> [Text provided]
Keywords

1 Introduction

Prostate cancer is the most frequently diagnosed cancer in American men with 181,000 new cases in 2016 resulting in more than 26,000 deaths [10]. Early diagnosis has resulted in improved long term survival but depends on invasive multicore biopsies done under trans-rectal ultrasound (TRUS) imaging guidance. Recently, multi-parametric magnetic resonance imaging (MRI) has provided promising results as a non-invasive alternative for prostate cancer detection and classification [3].

Two specific tasks are required in the examination of multi-parametric MRI (mpMRI) images. First, cancer regions must be detected and second these suspicious areas must be classified as either benign or otherwise actionable, where biopsy is recommended for further tissue interrogation. This approach could potentially reduce the number of biopsies done overall. The comprehensive assessment of mpMRI, which may consist of 8 or more different volumetric datasets, can be tedious for daily clinical readings. Furthermore, subtle and collective signatures of cancerous lesions expressed within mpMRI are rather difficult to detect consistently even by experienced radiologists. This challenge is augmented in cases of small lesions. Another challenge is also characterizing these lesions and presenting the results as they relate to biopsy findings with Gleason Scores. There has been a number of attempts in providing an automatic solution to quantify these contrast changes and use them to detect and classify suspicious lesions. Chung et al. provides a good overview of the challenges [3]. The majority of proposed methods are based on various quantifiable image features, which are hypothesized to be important for the detection and classification tasks. For example, in [9], level set methods were used to segment the prostate and a set of features were acquired from multiple diffusion-weighted images (DWI). These features were then used in a stacked auto-encoder and finally, through a logistic regression method, classified into two classes of benign and malignant. The result was a 100% correct classification rate based on data from 53 patients. Also, in [3], a deep learning network comprised of stochastically realized receptive fields and ending in fully connected sequencing layers was proposed with a sensitivity of 64.00% and specificity of 82.48% on a dataset from 20 patients. We present a novel approach for prostate cancer classification based on image-to-image networks, inspired by [6]. In this work, multi-parametric images are directly entered to the network and no preprocessing step in terms of feature extraction is required. We evaluate the classification performance on multiple image-to-image architectures and image input channel variations on a 202 patient dataset.

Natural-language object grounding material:
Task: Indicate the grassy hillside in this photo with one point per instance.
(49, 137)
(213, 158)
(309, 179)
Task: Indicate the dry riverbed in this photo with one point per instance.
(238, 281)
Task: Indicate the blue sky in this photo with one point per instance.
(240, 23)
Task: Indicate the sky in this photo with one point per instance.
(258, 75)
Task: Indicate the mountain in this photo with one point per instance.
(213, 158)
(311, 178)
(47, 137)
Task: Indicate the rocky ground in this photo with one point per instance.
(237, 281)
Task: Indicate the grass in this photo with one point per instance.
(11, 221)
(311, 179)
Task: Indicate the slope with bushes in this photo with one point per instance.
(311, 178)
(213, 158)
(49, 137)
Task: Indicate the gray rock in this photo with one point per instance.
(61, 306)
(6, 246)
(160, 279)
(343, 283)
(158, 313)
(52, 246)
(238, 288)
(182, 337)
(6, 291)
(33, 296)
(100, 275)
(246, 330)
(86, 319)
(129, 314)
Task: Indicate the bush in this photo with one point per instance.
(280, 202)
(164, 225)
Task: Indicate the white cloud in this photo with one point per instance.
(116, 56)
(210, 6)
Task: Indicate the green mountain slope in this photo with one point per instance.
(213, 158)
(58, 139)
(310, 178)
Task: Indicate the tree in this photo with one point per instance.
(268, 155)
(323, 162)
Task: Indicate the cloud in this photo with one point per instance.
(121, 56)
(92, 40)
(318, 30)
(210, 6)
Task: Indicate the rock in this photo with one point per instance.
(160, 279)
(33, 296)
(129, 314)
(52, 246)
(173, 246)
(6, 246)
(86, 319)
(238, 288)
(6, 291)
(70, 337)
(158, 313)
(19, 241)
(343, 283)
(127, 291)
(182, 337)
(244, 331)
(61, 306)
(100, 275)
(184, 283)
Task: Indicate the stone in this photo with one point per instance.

> [Complete the following]
**A)** Translate this sentence from the prostate cancer MRI introduction into Spanish: "This approach could potentially reduce the number of biopsies done overall."
**B)** Answer these questions from the prostate cancer MRI introduction:
(i) How many new cases of prostate cancer were diagnosed in American men in 2016?
(ii) In the work cited as [9], what methods were used to segment the prostate?
(iii) On how many patients was the proposed classification approach evaluated?
**C)** Write the next part of the prostate cancer MRI introduction, picking up after its last sentence.

> [Task-by-task results]
**A)** Este enfoque podría reducir potencialmente el número total de biopsias realizadas.

**B)**
(i) 181,000
(ii) Level set methods
(iii) 202

**C)**
2 Methods

We formulate the task as a multi-object segmentation problem. In this approach, the “segmentation” is in fact the response map. Unlike a binary segmentation, the fractional response peaks at the tumor location and follows a Gaussian distribution in the vicinity. Two independent response channels are considered to accommodate both benign and malignant lesions’ characteristics. This approach has multiple advantages. First, the spatial uncertainty of the marked lesion is inherently considered through the choice of the Gaussian standard deviation. Second, there is no specific need to determine a patch size to interrogate the neighborhood around the lesion. The implementation is a type of encoder-decoder architecture [2]. However, instead of an anticipated binary segmentation output, local maxima within an output response map suggest the tumors’ locations. Additional analysis comparing the intensity of the response maps from different output channels (e.g., benign and malignant) at particular locations is done to further characterize the detected lesion. This architecture naturally allows multiple tumors and multiple classes of tumors to be detected and characterized within a series of multi-parametric input images. Depending on the availability of the ground-truth, one may simply add the tumor boundaries and even extend the approach to not only detect and characterize but also to segment as well. In the following, we make use of 2D, as opposed to 3D convolutional architectures, which have fewer parameters and allows for additional training data with superior results based on our experience.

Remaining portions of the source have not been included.